» **Object location annotation data**
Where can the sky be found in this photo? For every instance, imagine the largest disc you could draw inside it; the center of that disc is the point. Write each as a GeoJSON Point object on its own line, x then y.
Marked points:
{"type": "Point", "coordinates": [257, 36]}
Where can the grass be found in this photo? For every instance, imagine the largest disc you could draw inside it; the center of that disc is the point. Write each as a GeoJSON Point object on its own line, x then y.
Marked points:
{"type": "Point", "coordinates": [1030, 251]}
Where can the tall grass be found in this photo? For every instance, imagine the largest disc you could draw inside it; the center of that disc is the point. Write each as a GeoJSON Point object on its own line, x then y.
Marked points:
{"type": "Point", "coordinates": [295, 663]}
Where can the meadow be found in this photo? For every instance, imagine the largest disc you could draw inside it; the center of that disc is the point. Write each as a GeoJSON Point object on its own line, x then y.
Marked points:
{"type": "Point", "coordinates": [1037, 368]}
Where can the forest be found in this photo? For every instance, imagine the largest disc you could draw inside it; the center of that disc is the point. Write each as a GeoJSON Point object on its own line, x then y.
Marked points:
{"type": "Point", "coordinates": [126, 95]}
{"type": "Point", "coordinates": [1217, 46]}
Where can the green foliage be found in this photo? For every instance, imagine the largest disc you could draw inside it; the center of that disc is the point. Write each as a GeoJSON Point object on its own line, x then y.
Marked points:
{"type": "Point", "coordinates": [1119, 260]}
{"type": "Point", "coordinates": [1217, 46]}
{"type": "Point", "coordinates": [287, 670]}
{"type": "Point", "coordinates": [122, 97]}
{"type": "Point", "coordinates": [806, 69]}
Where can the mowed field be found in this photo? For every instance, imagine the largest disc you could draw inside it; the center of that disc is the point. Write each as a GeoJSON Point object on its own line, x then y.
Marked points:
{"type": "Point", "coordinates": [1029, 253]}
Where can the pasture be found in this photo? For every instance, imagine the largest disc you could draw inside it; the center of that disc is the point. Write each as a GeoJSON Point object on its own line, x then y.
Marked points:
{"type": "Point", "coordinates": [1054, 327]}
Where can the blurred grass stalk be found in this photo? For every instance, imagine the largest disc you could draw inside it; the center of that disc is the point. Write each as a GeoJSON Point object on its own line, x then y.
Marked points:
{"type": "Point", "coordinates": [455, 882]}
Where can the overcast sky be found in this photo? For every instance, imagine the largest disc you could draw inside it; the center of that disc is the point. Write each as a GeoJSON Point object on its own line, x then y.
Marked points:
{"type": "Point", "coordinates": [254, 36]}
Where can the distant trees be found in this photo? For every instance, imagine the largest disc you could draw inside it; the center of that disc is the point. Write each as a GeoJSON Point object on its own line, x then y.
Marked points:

» **Exercise**
Reproduce all of the data above verbatim, line for line.

» **Output for this task**
Where can the sky be found in this photo? For every instance, imagine the largest disc you could draw inside it; the center of that disc is the point. Write each as a GeoJSON Point object on its own line, x then y.
Marked points:
{"type": "Point", "coordinates": [257, 36]}
Where can the grass be found in this photo? For every instance, imagine the largest disc you could draw inside it; the center of that disc is the point. Write each as a GeoJSON Point object on its own line, x then y.
Marked points:
{"type": "Point", "coordinates": [1030, 251]}
Where can the tall grass be found in this photo? For every instance, imagine the largest disc you could draw inside it; the center of that disc is the point. Write each as a GeoJSON Point object on its own line, x then y.
Marked points:
{"type": "Point", "coordinates": [295, 663]}
Where can the meadow be found in this photo? For every instance, imagine the largest disc you could draw inside it; the center of that disc is the point. Write each as a GeoJSON Point object on its own line, x then y.
Marked points:
{"type": "Point", "coordinates": [1037, 368]}
Where can the forest be found in this photo? For every instance, imagine the largest disc you could draw inside it; the center of that disc is the point. Write each as a GeoJSON Point object on its own line, x then y.
Marked points:
{"type": "Point", "coordinates": [126, 95]}
{"type": "Point", "coordinates": [1217, 46]}
Where can the green foliage be found in this photo? For every instance, imagine the largest disc you could draw inside it; the center of that disc is the point. Write each as a GeoJSON Point object on its own line, x then y.
Marked points:
{"type": "Point", "coordinates": [1119, 260]}
{"type": "Point", "coordinates": [1217, 46]}
{"type": "Point", "coordinates": [287, 670]}
{"type": "Point", "coordinates": [122, 97]}
{"type": "Point", "coordinates": [806, 69]}
Where can the mowed field be found in this photo? For every instance, imagine the largest disc you could draw inside it; the center of that disc is the point. Write each as a GeoJSON Point object on its own line, x then y.
Marked points:
{"type": "Point", "coordinates": [1029, 253]}
Where can the pasture be found in this photo? For every instance, imagine the largest disc you could draw inside it; the center of that disc is the point. Write each as a GeoJSON Point object on its own line, x then y.
Marked points:
{"type": "Point", "coordinates": [1054, 327]}
Where can the blurred grass stalk be found in this photo? For every instance, imagine the largest disc you could draw inside it; the center of that disc is the point. Write each as a GeoJSON Point object on its own line, x then y.
Marked points:
{"type": "Point", "coordinates": [455, 882]}
Where can the overcast sky be found in this photo? For every instance, imagine the largest disc you could draw inside it; the center of that disc is the point. Write each as a GeoJSON Point object on its own line, x then y.
Marked points:
{"type": "Point", "coordinates": [254, 36]}
Where can the distant trees be found in this photo? For every instance, imagine the largest disc you could draw inside it; the center of that disc is the point. Write each as a GeoJSON Point object on its own line, x then y.
Marked points:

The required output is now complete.